### Görev Yönergesi
Vaka çalışması metninde "Vaka çalışması, belirli" ifadesinden "son benimseyenler olmuştur." ifadesine kadar olan kısmı hiçbir değişiklik yapmadan yazıya geçirin.

____ Belge Bölümü

Vaka çalışması, nitel araştırma yürütmek için yaygın bir çerçevedir (Stake, 2005). Vaka çalışması tasarımı, bir olgu, süreç, ilişki, birey, insan grubu ve hatta bütün bir toplum olup olmadığına bakılmaksızın, bir bütünün kendine özgü karakteri temelinde sistematik olarak bir araya geritilmesi olarak tanımlanır. Konuya ilişkin içgörü sağlamak için seçilen vaka ile bir soruna odaklanır, bu da özellikle vaka olarak bir birey seçildiğinde, onu anlatı çalışmasından ayıran şeydir. Yani vaka çalışmalarındaki bireysel anlatıda odak noktası birey ve hikayeleri değil, konunun anlaşılmasına yardımcı olmak için seçilen bireysel vaka ile konudur (Creswell, 2007, s. 245). Yin'e (2003) göre vaka çalışmaları, araştırmacıların gerçek hayattaki olayların bütünsel ve anlamlı özelliklerini korumasına olanak tanıyarak karmaşık sosyal olguların anlaşılmasını sağlar. Çünkü vakanın ayrıntılı bir tanımı ve vakanın bağlamsal koşullar içindeki yeri sağlanırken, sunumun kronolojik olması gerekmez. Ayrıca vaka çalışmaları, sınırlı bir sistem içinde bir veya daha fazla vaka aracılığıyla araştırılan konuyu inceler, vakanın derinlemesine anlaşılmasını sağlar, bağlamsal koşulları kapsar ve birden fazla veri kaynağına dayanır (Creswell, 2007, s. 73).
Vaka çalışması, belirli bir gerçek durumu veya hayali bir senaryoyu incelemek için kullanılan analitik bir araştırmadır. Nispeten genç araştırma tasarımları grubuna aittir. Bununla birlikte, neredeyse tüm doğa bilimlerinin 'vakaları incelediği' söylenebilir. Bu araştırma deseni, belirli olayların veya toplumların vaka olarak ele alındığı tarih bilimlerinde oldukça erken ortaya çıkarken, diğer sosyal bilimlerde çok daha sonra ortaya çıkmıştır. Psikoloji ve psikiyatri, belirli hastalıkları ya da bunların spesifik tezahürlerini incelerken bu deseni en son benimseyenler olmuştur.
Tüm gerçek özellikleriyle benzersiz bir bütün içinde sınırlandırılabilen veya belirli özellikleri ile bütünün içerisinden ayrıştırılabilen her şey bir vaka çalışmasının nesnesi olabilir. Bu bir birey, aile, yerleşim yeri, iş organizasyonu vb. olabilir. Sınırlandırılmış bir bütün olarak vaka, özelliklerini keşfetmek ve bilinmeyen ya da az anlaşılan durum hakkında daha fazla bilgi edinmek için çoklu bilgi kaynakları (anketler, gözlemler, görüşmeler, belgeler, raporlar) kullanılarak zaman içinde incelenir (Leedy & Ormrod, 2005). Bu nedenle, vaka çalışmaları genellikle anket gibi nicel veri toplama araçları içermesine rağmen, tek bir vaka evreni temsil edemeyeceği için tipik olarak nitel araştırma olarak kabul edilir (Dörnyei, 2007, s. 152). Dörnyei'ye göre vaka çalışması belirli bir tasarım değil, çalışılan sosyal varlık ya da nesnenin üniter karakterine ilişkin anlayışımızı en üst düzeye çıkaracak şekilde veri toplama ve düzenleme yöntemidir.

________
____ Veri Satırları

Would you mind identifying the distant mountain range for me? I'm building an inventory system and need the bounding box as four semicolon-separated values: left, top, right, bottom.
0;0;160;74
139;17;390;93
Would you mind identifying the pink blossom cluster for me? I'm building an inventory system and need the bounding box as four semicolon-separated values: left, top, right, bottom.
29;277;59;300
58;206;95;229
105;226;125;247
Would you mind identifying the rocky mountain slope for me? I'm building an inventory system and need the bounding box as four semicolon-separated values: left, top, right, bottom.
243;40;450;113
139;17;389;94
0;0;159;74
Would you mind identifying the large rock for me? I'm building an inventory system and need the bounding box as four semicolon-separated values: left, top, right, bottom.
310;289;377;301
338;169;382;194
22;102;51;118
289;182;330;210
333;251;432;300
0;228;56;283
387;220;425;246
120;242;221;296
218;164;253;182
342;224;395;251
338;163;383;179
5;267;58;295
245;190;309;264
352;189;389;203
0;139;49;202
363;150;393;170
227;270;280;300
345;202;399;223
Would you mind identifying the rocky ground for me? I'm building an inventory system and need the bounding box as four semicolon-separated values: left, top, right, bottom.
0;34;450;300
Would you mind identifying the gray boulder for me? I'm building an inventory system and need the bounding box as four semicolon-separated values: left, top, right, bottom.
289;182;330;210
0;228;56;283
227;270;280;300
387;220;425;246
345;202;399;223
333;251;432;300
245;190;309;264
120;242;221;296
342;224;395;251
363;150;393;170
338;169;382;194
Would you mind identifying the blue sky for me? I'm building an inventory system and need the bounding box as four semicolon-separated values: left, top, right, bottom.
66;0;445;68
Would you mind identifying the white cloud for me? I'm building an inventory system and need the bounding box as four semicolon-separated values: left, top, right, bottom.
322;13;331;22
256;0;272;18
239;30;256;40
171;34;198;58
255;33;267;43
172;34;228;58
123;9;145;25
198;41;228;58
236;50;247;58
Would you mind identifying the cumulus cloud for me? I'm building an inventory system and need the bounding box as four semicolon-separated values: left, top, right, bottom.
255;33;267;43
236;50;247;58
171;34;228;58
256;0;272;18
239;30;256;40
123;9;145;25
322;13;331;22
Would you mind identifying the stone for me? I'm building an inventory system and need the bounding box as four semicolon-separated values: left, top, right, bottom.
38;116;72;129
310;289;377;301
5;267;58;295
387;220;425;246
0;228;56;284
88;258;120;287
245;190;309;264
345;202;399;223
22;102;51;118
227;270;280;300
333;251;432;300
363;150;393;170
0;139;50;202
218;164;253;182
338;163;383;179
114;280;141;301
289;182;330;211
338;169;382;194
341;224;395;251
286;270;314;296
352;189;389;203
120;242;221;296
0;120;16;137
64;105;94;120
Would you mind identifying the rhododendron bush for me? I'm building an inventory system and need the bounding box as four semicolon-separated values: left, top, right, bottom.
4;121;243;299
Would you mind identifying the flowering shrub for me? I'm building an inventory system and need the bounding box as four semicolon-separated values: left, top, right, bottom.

________

### Alıştırma Yanıtı
Vaka çalışması, belirli bir gerçek durumu veya hayali bir senaryoyu incelemek için kullanılan analitik bir araştırmadır. Nispeten genç araştırma tasarımları grubuna aittir. Bununla birlikte, neredeyse tüm doğa bilimlerinin 'vakaları incelediği' söylenebilir. Bu araştırma deseni, belirli olayların veya toplumların vaka olarak ele alındığı tarih bilimlerinde oldukça erken ortaya çıkarken, diğer sosyal bilimlerde çok daha sonra ortaya çıkmıştır. Psikoloji ve psikiyatri, belirli hastalıkları ya da bunların spesifik tezahürlerini incelerken bu deseni en son benimseyenler olmuştur.